The ranking of feature importances showed that timestamps was the most important feature, with a score of 0.40, followed by event types (0.30). These features are particularly valuable in DF as timestamps preserve the temporal orderings of events that are crucial for reconstructing attack timelines. Additionally, event types convey semantic information about events (such as login attempts and file access). IP addresses and error codes (each with an importance score of 0.15) provide contextual details, but each has a reduced contribution to classification performance on its own.
To illustrate the calculation of feature importance over the ensemble,
Table 8 presents an abridged example based on the calculation of the total Gini decrease for the "timestamps" feature over a three-tree ensemble. The Gini reduction (gain) on every split where the feature is employed is summed, averaged per tree, and normalized in relation to the entire model gain. In our example, the total gain of 0.68 averages came out to 0.227 per tree, corresponding to a normalized importance score of 0.40 in the end model.
Table 9 displays the absolute importance values for all features, and
Figure 3 illustrates their relative contributions. The findings confirm that event-based and temporal attributes are the most discriminative between attack and benign logs. Furthermore, the high importance values of timestamps demonstrate the efficacy of the designed
TFL, which is specifically designed to preserve temporal sequences in synthetic data. In future studies, the incorporation of advanced interpretability techniques, such as Shapley additive explanation (SHAP) values or permutation importance, could facilitate an improved understanding of nonlinearity in feature interactions and increased forensic interpretability.

Stored records

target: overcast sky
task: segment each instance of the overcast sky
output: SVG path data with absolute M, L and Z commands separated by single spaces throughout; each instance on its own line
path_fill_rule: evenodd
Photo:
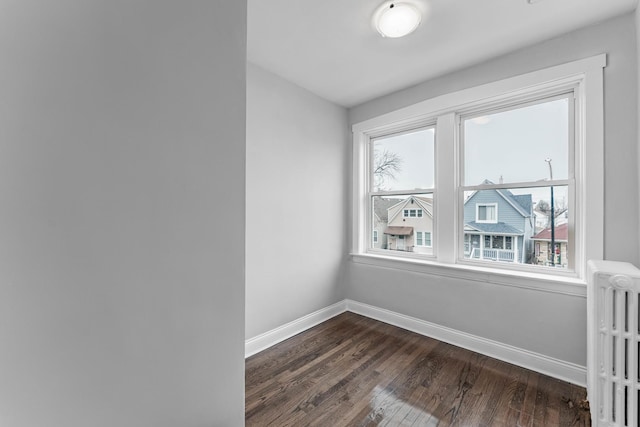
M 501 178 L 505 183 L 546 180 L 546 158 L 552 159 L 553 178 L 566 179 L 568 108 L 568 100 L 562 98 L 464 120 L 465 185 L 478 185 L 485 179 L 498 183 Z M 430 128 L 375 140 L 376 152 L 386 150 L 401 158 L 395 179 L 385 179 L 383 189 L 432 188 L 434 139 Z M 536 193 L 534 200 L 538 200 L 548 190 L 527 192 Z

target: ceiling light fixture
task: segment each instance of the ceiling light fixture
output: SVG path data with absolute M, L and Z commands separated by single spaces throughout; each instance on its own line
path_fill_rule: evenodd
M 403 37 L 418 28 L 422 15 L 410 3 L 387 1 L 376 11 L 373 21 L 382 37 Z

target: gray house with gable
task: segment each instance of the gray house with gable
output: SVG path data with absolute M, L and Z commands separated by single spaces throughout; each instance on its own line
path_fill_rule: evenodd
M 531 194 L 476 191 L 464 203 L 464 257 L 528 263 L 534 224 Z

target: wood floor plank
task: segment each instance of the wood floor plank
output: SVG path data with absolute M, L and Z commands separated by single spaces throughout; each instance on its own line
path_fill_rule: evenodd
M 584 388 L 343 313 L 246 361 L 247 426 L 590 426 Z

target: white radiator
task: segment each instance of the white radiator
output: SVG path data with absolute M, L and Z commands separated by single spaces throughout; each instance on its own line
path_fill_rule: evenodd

...

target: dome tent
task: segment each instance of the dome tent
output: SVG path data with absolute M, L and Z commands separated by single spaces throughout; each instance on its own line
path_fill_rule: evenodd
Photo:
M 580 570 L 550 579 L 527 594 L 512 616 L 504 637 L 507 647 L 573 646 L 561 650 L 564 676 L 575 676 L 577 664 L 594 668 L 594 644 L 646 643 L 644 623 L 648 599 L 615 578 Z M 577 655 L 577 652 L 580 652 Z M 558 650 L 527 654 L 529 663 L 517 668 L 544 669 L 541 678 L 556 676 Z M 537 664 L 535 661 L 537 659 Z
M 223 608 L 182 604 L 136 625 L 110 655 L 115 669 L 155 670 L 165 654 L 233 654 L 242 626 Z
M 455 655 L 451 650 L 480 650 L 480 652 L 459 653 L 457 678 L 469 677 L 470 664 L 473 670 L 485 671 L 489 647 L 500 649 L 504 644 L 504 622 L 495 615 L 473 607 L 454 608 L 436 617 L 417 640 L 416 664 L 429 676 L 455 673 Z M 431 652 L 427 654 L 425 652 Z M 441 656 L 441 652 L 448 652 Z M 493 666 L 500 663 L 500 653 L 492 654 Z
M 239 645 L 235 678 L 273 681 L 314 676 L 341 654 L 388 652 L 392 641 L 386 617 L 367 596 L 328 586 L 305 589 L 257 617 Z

Written tasks
1. In the feature-importance text, why are timestamps especially valuable in digital forensics? Answer in one to three sentences.
2. According to the feature-importance text, what importance score does each of IP addresses and error codes receive?
3. Reproduce the feature-importance text between "To illustrate the" and "the end model.", inclusive.

Expected results
1. Timestamps preserve the temporal order of events. That order is crucial for reconstructing attack timelines.

2. Each has an importance score of 0.15.

3.
To illustrate the calculation of feature importance over the ensemble,
Table 8 presents an abridged example based on the calculation of the total Gini decrease for the "timestamps" feature over a three-tree ensemble. The Gini reduction (gain) on every split where the feature is employed is summed, averaged per tree, and normalized in relation to the entire model gain. In our example, the total gain of 0.68 averages came out to 0.227 per tree, corresponding to a normalized importance score of 0.40 in the end model.